Sorensen says that even during the busiest days of his career, he would set time aside to take his children on camping trips.

 "… and invite them to come visit me in the White House, where they were famous for playing hide-and-seek in some rather august chambers," he recalls with a chuckle.

Sorensen has continue to be close with his children into adulthood.

The pain of separation

In contrast, a office building security guard named Cliff has had a hard time maintaining any relationship with his dad, who was available at home only occasionally while he was growing up.

"We don't really talk no more too much," he says with a sigh. "We just grew apart."

Cliff acknowledged that made him sad.

"Had I had a father all my life," he said, "I would have had some discipline, [and be] able to speak up for myself. Some things a man has to do instead of just a mother, in my view."

The sound of a father's voice

Many believe that there is no inherent difference between mothering and fathering. Others, like Samuel Montoute, believe that biology and gender play central roles in parenting styles. He said, for example, that a man's deeper voice and greater physical power make him a more natural disciplinarian than a mother.
 
"You'll see children 'playing it up' [misbehaving] with their moms, and with mom is screaming at the top of their voice and the children are ignoring her, [but] the dad grunts and everybody sits up straight," he said.

When asked to describe his own father's voice, Montoute said his dad grew up illiterate in the Caribbean.

"His voice was somebody who wanted to reach out... but he didn't know how. It could be quite a gentle voice at times. But it could be a very aggressive voice."

Montoute's father grew up fatherless.

"… so he didn't know how to temper his voice… or his personality. He needed a father. As we all do," he added.  

Learning to accept one's father
 
Sometimes a father is preoccupied with inner wounds that make him hard to reach, even if he is physically present. That was the case with psychotherapist Jacob Gershoni's dad, who was born in Turkey in a mixed Muslim-Christian community and abandoned by his parents. He was raised by a Jewish couple in Syria. That family later moved to British Palestine, now Israel.  

Gershoni said that being adopted was a stigma at the time, so his father kept his past secret from his children until they were adults.

"He was at home, but he was absent, too," he said. "It took me a long time to figure out that… he was in search of his own past. He was looking for his own identity."  

Gersoni recalled that his father loved to go to the marketplace in Jerusalem to meet friends. It reminded him of his childhood. Gershoni disapproved of this as a boy.

- **REQUIRED TASKS**
**a.** List every person the article on fathers mentions by name.
**b.** Write the next few paragraphs of the article on fathers, picking up after its final sentence.
The records that follow come from a separate source and are unrelated to the article on fathers.

- **RECORDED DATA**

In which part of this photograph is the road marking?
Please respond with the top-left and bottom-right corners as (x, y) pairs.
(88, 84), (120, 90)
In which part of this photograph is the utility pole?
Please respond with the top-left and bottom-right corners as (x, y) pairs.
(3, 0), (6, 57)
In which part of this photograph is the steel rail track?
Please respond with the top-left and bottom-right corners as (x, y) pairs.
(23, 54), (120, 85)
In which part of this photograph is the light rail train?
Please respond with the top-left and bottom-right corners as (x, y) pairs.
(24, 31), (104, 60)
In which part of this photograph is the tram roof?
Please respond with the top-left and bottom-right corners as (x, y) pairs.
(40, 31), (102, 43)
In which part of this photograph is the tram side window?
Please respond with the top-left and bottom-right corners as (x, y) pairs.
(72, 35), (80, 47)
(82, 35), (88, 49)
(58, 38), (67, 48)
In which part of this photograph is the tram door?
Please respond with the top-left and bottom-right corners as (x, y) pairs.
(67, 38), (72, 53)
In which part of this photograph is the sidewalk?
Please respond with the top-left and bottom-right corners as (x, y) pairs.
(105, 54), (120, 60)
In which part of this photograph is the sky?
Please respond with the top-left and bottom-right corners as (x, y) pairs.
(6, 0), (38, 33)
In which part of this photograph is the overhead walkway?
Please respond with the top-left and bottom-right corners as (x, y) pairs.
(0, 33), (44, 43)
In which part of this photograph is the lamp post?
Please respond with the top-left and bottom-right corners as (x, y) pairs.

- **ANSWERS IN ORDER**
**a.** Sorensen, Cliff, Samuel Montoute, Jacob Gershoni

**b.**
"I felt ashamed of him for not being a successful businessman or someone who is worldly or pursuing some elevated goals."

Later however, Gershoni developed a different perspective.

"It's a perspective of real acceptance of him with his simplicity and this honesty and love for him," he said softly.

Gershoni added his love for his "Abba" was made all the more poignant when his father passed away three years after their fateful conversation about his past. Yet, he now sees elements of his father's spirit in himself.

"That's something nobody prepared me for," he said, "that he is not here, but he is!"

Daddy's girls

Dads, of course, also play a vital role in how their girls grow up. While watching her own young daughter at play, Karen Chatfield explained that her father shaped her adult attitude toward men.  

"My father was very protective. He was also very positive about me as a female.  And I grew up with a sense that I was attractive and also that men were very supportive and very kind and very nurturing."  

She said that sort of acknowledgement is important for a girl's healthy development.

"I have had friends who lacked that and then had a very different self image and a very different experience of men." 

Children have the world to give their fathers

According to 2004 U.S. Census figures, nearly 17 million American children are growing up without their biological father at home. Take a Father's Day message from 19-year-old Lee, who has never met the man he calls "Pappy."  

"If you have a dad out there, man, someone you are really close to, go out somewhere [with him or]. Go fishing. Show your dad what it's like being a kid again."

In this sense, added Lee, children have the world to give their fathers.